##### Source excerpt

The present invention has been made in consideration of such problems as described above, and an object of the present invention is to provide a conference system which allows a participant to easily participate in a remote conference and the remote conference to proceed smoothly while reducing the stress of the remote conference.

Means to Solve the Problems

A terminal of one aspect of the present invention is a terminal for participating in a conference held in a virtual space in which an avatar of a participant is arranged, the terminal including: a collecting unit for collecting a voice of the participant; a control unit for generating control data for controlling the avatar of the participant; a determining unit for determining a state of the participant; a transmitting unit for transmitting voice data, the control data, and a determination result of the participant; a receiving unit for receiving voice data, control data, and a determination result of another participant; a display control unit for determining a display mode of the conference based on the determination result of the participant and the determination result of the other participant; and a display unit for reproducing the voice data, controlling the avatar based on the control data, and displaying a screen of the conference according to the display mode.

##########

_Required task 1_: Reproduce the records starting with the line that contains "of the camera" and going on through the line that contains "36], [133, 36]]", keeping every character unchanged.
The conference system passage and the records come from two separate, unrelated sources.

##### Information shown

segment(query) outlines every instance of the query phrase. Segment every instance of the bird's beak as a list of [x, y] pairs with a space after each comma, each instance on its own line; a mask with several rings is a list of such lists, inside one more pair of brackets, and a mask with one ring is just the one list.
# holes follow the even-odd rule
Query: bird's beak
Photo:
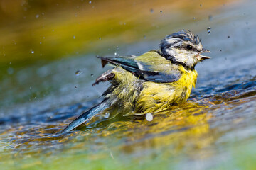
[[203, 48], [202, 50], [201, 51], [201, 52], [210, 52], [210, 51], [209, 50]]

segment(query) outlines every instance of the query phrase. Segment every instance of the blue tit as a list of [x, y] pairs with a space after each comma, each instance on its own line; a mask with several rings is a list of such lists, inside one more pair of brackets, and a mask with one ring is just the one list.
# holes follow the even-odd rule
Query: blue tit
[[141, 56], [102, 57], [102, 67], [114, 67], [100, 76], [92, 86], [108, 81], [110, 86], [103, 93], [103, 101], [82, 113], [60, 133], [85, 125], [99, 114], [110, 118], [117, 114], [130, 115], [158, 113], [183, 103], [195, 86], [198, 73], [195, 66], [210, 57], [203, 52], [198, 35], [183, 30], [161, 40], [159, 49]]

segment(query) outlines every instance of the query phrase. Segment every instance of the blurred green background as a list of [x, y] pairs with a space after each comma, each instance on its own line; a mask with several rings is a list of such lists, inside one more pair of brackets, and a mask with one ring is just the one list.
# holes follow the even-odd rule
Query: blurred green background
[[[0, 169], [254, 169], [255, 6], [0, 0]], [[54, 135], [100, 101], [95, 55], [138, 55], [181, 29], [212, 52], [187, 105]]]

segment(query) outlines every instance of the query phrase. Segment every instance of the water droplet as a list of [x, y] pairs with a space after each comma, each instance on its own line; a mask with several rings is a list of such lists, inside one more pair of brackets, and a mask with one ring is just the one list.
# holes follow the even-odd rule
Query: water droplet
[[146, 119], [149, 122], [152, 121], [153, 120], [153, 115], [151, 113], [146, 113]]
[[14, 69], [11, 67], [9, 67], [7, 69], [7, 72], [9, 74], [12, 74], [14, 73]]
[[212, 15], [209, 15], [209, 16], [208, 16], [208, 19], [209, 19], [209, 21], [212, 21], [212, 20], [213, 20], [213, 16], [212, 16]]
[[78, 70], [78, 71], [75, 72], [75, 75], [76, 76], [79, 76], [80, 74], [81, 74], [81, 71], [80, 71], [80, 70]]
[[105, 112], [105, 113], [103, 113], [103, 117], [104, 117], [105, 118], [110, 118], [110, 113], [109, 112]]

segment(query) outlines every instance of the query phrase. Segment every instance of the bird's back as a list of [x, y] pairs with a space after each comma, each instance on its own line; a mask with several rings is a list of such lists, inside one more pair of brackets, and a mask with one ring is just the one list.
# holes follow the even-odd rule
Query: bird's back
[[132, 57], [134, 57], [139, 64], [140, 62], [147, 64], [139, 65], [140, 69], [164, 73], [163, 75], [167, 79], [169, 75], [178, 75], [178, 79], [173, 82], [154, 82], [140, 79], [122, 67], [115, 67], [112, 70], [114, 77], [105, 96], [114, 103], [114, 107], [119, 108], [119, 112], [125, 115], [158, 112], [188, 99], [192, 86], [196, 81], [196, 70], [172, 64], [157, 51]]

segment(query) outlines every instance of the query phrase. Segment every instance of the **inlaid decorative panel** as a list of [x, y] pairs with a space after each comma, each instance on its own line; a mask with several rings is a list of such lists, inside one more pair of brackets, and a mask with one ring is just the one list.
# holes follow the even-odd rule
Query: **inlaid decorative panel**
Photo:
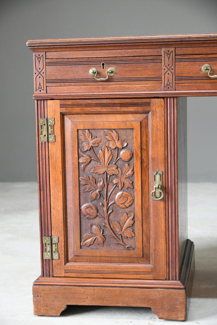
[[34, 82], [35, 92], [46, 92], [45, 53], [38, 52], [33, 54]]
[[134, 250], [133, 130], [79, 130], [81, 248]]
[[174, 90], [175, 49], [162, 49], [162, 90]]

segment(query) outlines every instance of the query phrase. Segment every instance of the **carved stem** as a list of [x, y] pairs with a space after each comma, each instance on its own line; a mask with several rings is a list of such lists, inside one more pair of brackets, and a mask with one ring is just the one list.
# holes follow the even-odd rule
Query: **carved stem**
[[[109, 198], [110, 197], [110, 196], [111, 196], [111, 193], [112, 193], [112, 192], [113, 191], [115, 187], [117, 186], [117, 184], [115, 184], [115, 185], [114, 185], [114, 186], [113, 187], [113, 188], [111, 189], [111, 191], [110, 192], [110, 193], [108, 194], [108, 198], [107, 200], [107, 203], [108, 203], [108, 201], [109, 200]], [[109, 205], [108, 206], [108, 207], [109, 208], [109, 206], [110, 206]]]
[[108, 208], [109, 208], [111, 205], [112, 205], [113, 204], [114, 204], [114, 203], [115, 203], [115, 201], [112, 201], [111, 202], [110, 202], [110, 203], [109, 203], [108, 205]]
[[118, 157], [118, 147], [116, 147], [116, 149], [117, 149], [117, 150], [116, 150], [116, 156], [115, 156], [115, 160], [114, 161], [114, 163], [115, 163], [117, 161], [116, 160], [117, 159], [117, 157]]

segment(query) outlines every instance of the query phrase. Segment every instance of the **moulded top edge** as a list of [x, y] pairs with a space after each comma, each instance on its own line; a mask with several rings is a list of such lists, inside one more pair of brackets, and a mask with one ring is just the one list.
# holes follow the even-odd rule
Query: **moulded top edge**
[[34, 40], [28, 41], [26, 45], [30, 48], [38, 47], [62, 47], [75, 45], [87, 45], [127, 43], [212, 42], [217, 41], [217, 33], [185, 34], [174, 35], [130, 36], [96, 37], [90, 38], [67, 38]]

##########
##### Information shown

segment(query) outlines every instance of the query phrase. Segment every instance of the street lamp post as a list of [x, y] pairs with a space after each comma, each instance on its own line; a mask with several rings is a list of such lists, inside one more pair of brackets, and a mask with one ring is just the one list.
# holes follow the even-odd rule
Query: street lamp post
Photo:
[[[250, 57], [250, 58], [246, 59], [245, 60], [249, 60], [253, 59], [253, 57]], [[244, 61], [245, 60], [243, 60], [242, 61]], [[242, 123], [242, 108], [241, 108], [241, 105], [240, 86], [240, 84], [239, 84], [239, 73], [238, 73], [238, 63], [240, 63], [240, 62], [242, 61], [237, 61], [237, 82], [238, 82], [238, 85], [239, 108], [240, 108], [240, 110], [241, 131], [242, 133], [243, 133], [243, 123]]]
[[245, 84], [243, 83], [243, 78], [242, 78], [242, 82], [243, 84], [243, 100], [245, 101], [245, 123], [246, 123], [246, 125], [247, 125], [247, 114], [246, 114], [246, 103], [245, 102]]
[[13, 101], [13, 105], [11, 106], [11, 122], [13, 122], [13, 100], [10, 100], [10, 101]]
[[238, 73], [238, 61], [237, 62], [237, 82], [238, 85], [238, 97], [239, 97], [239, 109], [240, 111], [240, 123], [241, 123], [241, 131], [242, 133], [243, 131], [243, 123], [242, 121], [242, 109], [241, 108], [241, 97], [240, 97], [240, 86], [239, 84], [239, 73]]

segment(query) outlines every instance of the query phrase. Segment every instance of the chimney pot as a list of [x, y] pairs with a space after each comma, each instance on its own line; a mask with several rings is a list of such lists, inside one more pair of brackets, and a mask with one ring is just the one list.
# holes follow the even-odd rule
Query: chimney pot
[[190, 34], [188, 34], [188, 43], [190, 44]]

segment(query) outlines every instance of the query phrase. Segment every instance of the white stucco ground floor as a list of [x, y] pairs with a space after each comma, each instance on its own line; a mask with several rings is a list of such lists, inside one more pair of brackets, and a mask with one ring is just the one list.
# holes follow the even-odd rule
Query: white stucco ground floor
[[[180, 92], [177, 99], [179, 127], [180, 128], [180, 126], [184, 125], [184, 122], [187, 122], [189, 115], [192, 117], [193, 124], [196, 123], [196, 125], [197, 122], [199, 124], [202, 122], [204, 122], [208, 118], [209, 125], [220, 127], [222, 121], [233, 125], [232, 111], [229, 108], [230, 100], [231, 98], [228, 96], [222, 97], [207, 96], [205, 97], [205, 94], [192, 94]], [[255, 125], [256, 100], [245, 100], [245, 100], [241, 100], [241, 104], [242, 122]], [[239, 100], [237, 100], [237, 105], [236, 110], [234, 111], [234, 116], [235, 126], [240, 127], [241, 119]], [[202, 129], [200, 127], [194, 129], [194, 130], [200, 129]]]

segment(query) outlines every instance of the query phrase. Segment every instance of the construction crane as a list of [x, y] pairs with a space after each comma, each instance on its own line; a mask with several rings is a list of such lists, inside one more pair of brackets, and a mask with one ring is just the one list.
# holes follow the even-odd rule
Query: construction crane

##########
##### Information shown

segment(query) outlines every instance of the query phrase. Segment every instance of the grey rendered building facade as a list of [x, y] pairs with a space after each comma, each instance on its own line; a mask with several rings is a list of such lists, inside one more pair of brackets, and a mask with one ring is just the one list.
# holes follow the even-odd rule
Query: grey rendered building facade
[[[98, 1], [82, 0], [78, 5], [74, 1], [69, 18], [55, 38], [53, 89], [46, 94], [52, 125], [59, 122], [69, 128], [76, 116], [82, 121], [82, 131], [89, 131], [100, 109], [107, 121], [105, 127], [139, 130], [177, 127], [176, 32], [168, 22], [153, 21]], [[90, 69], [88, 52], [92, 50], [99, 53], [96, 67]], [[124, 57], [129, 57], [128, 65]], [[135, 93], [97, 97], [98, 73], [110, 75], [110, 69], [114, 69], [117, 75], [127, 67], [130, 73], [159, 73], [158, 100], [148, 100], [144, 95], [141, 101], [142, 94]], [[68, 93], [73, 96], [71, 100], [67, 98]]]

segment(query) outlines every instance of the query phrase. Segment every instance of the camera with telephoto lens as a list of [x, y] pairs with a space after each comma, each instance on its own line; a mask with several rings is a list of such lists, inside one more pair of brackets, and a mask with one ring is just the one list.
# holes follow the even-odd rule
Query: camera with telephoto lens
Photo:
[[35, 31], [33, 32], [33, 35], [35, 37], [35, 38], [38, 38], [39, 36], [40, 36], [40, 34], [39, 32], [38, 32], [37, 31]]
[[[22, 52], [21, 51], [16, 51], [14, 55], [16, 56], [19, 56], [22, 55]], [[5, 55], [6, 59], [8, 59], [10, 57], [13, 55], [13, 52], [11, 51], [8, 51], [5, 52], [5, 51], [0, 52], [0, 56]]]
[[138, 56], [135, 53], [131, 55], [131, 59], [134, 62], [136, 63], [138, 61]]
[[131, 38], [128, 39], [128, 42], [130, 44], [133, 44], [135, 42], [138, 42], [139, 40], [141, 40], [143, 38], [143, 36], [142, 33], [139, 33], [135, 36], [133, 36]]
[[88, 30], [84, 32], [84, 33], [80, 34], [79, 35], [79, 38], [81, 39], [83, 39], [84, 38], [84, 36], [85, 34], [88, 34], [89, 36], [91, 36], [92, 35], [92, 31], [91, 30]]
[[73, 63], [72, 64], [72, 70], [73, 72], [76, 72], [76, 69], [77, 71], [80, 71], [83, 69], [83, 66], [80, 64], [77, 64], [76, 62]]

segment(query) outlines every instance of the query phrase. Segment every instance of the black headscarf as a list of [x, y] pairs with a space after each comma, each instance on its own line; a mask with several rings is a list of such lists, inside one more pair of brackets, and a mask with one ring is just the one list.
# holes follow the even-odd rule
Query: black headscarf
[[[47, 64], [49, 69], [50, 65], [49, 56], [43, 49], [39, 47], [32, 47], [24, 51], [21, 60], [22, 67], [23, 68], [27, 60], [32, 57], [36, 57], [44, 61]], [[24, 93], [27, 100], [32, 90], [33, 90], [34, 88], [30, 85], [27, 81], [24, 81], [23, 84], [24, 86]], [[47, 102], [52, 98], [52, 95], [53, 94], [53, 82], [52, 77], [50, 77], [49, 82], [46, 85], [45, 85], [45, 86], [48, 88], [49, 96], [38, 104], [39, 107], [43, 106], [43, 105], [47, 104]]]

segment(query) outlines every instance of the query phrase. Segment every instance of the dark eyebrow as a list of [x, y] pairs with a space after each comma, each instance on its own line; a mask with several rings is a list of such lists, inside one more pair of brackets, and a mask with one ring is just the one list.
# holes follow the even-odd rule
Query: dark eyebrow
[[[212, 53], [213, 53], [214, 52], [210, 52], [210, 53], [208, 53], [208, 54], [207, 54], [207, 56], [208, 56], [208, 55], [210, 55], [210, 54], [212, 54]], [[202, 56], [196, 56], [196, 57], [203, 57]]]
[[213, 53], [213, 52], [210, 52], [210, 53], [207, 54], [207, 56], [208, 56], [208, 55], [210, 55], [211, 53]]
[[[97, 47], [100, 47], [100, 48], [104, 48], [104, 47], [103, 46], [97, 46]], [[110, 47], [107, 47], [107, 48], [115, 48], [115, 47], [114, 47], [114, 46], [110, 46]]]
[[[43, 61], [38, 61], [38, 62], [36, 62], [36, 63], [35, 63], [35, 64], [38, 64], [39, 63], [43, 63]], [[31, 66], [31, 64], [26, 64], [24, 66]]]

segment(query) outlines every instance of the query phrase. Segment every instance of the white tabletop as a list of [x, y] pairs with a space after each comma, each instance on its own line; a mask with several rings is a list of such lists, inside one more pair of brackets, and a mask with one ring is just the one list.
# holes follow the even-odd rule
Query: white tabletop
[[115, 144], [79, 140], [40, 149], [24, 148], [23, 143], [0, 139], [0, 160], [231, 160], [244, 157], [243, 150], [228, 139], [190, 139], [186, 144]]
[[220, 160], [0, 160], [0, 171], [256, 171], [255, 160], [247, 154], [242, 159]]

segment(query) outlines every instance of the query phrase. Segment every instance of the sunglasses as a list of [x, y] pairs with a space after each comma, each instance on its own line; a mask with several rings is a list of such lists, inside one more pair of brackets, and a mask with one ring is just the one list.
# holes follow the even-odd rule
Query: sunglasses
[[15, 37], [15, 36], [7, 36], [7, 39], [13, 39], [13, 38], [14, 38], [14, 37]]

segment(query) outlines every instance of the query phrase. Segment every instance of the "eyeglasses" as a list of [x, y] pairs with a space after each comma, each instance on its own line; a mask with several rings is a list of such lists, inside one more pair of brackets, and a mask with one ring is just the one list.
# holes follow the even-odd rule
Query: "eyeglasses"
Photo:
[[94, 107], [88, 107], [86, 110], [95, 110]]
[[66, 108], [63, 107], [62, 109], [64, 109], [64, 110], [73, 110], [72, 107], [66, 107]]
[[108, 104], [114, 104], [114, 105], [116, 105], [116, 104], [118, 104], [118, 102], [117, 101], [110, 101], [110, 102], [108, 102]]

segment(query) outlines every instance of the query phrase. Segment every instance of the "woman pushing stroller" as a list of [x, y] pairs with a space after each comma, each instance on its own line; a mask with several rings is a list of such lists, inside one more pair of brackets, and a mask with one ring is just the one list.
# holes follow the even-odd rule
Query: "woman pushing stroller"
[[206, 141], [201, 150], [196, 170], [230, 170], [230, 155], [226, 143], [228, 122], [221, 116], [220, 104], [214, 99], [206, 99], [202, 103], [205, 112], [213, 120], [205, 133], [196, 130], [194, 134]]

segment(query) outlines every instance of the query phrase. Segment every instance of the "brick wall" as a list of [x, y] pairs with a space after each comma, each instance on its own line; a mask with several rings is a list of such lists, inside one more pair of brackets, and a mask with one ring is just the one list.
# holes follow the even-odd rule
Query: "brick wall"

##########

_Required task 2_: Rewrite the conference system passage starting with "The present invention has" and going on through "the remote conference.", putting "online meeting" in place of "remote conference" each time it appears.

_Finished answer 1_:
segment(query) outlines every instance of the query phrase. Segment every instance of the camera with telephoto lens as a list of [x, y] pairs with a space after each comma, each instance on its own line; a mask with several rings is a list of such lists, inside one more pair of brackets, and a mask with one ring is just the one list.
# holes follow the even-odd rule
Query: camera with telephoto lens
Photo:
[[35, 31], [33, 32], [33, 35], [35, 37], [35, 38], [38, 38], [39, 36], [40, 36], [40, 34], [39, 32], [38, 32], [37, 31]]
[[[22, 52], [21, 51], [16, 51], [14, 55], [16, 56], [19, 56], [22, 55]], [[5, 55], [6, 59], [8, 59], [10, 57], [13, 55], [13, 52], [11, 51], [8, 51], [5, 52], [5, 51], [0, 52], [0, 56]]]
[[138, 56], [135, 53], [131, 55], [131, 59], [134, 62], [136, 63], [138, 61]]
[[131, 38], [128, 39], [128, 42], [130, 44], [133, 44], [135, 42], [138, 42], [139, 40], [141, 40], [143, 38], [143, 36], [142, 33], [139, 33], [135, 36], [133, 36]]

_Finished answer 2_:
The present invention has been made in consideration of such problems as described above, and an object of the present invention is to provide a conference system which allows a participant to easily participate in a online meeting and the online meeting to proceed smoothly while reducing the stress of the online meeting.